**BRIEF:** In the records below, find the line with "positive clicks: (473, 52)" and the line with "box: [1172, 120, 1544, 997]". Print both exactly, along with every line between them, and no other line.

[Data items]
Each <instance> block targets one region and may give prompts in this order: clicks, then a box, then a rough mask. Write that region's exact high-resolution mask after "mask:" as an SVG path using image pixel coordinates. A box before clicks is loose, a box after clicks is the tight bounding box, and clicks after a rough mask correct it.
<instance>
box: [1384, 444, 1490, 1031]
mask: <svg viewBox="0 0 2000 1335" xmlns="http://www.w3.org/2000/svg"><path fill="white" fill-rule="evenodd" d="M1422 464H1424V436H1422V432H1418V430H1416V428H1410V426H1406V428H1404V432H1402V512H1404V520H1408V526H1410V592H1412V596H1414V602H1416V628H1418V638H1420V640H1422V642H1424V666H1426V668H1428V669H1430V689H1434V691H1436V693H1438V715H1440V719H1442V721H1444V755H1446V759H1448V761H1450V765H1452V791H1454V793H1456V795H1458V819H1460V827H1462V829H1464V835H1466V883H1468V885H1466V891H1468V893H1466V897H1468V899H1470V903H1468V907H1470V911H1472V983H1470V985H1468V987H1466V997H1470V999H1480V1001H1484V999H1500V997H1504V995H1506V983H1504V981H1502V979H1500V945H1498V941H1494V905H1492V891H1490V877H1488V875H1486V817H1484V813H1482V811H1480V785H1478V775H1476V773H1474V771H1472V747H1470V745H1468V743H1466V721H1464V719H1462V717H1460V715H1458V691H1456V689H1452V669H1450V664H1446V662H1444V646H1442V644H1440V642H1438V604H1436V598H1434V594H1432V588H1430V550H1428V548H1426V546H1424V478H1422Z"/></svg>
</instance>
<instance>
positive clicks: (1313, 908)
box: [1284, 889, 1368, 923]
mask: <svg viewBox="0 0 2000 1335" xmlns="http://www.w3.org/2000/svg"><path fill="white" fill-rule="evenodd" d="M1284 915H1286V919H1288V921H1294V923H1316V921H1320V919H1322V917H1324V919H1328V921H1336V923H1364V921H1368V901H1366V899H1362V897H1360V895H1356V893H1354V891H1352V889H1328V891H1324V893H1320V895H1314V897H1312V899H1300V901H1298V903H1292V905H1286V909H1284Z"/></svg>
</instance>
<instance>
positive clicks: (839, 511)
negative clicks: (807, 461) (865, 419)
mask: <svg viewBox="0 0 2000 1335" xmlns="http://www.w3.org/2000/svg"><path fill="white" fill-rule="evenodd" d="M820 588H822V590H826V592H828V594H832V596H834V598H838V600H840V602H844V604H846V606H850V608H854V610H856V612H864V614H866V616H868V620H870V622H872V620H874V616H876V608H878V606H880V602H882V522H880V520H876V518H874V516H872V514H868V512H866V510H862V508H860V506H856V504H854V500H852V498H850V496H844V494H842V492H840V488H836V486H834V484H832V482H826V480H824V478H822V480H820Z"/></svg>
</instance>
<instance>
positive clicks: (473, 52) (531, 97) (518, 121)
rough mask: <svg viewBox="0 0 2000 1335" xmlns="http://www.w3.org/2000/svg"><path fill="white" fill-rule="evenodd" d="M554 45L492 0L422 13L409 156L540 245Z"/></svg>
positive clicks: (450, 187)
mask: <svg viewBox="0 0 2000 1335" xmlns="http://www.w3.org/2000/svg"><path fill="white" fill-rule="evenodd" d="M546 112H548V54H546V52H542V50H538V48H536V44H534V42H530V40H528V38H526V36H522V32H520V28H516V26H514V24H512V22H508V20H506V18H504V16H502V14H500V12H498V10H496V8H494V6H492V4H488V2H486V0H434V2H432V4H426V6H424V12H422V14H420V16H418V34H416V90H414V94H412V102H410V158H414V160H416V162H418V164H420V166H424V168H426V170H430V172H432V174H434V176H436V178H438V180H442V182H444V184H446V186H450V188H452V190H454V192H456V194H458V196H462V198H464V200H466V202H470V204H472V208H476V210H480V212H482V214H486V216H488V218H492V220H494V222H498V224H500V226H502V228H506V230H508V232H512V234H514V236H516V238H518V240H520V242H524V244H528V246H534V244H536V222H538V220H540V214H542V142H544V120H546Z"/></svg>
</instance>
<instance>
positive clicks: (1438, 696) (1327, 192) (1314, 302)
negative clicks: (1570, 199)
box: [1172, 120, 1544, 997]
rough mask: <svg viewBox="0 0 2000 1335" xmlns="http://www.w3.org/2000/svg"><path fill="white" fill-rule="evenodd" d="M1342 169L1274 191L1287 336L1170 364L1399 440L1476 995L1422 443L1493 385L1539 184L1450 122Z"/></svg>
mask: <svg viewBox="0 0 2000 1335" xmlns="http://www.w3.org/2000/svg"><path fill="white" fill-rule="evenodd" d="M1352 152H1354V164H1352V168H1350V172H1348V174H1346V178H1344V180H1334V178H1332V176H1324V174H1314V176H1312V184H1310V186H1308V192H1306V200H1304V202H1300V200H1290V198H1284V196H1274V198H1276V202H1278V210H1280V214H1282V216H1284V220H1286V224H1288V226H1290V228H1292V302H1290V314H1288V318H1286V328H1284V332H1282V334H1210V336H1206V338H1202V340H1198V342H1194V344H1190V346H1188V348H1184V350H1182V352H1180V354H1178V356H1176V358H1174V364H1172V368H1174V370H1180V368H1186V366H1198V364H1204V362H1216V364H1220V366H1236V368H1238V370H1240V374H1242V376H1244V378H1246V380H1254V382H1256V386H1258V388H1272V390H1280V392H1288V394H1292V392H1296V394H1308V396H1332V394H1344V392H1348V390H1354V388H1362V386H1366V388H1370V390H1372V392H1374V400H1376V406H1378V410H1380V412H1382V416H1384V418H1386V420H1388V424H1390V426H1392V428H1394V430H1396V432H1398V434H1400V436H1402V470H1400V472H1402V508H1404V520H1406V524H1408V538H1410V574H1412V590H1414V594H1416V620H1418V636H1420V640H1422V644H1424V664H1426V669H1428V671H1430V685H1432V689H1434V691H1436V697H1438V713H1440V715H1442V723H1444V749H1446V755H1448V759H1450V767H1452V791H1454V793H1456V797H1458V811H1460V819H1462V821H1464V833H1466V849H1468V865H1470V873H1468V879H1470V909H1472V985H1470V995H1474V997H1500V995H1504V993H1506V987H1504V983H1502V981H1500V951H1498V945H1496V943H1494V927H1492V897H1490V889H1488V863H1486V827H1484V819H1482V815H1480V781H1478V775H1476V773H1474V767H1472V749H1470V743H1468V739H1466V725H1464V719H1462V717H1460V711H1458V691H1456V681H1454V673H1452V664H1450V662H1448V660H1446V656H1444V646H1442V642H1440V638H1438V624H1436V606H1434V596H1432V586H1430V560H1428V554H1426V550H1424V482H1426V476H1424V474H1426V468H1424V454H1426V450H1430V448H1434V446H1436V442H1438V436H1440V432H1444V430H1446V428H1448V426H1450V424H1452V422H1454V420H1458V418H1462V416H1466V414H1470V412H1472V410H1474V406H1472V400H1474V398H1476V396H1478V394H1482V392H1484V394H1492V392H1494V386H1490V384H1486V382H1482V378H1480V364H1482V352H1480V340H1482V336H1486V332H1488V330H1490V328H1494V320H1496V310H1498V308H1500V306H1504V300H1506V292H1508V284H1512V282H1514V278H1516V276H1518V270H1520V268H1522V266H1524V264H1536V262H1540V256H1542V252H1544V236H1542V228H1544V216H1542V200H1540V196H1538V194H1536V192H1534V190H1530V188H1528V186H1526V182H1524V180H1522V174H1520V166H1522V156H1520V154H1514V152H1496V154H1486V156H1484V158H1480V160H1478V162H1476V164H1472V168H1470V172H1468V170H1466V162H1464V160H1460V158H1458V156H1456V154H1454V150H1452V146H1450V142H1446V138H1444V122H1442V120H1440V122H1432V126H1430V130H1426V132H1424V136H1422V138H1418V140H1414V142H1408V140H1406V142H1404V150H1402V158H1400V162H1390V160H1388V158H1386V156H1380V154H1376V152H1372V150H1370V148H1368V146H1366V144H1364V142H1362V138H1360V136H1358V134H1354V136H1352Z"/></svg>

**TASK SOLUTION:**
positive clicks: (473, 52) (531, 97) (518, 121)
rough mask: <svg viewBox="0 0 2000 1335" xmlns="http://www.w3.org/2000/svg"><path fill="white" fill-rule="evenodd" d="M554 45L492 0L422 13L409 156L540 245Z"/></svg>
positive clicks: (450, 187)
mask: <svg viewBox="0 0 2000 1335" xmlns="http://www.w3.org/2000/svg"><path fill="white" fill-rule="evenodd" d="M546 112H548V54H546V52H542V50H538V48H536V44H534V42H530V40H528V38H526V36H522V32H520V28H516V26H514V24H512V22H508V20H506V18H504V16H502V14H500V12H498V10H496V8H494V6H492V4H488V2H486V0H434V2H432V4H426V6H424V12H422V14H420V16H418V34H416V90H414V94H412V102H410V158H414V160H416V162H418V164H420V166H424V168H426V170H430V172H432V174H434V176H436V178H438V180H442V182H444V184H446V186H450V188H452V190H454V192H456V194H458V196H462V198H464V200H466V202H470V204H472V208H476V210H480V212H482V214H486V216H488V218H492V220H494V222H498V224H500V226H502V228H506V230H508V232H512V234H514V236H516V238H518V240H520V242H524V244H528V246H534V244H536V222H538V220H540V214H542V142H544V120H546Z"/></svg>
</instance>
<instance>
positive clicks: (1438, 696) (1327, 192) (1314, 302)
negative clicks: (1570, 199)
box: [1172, 120, 1544, 997]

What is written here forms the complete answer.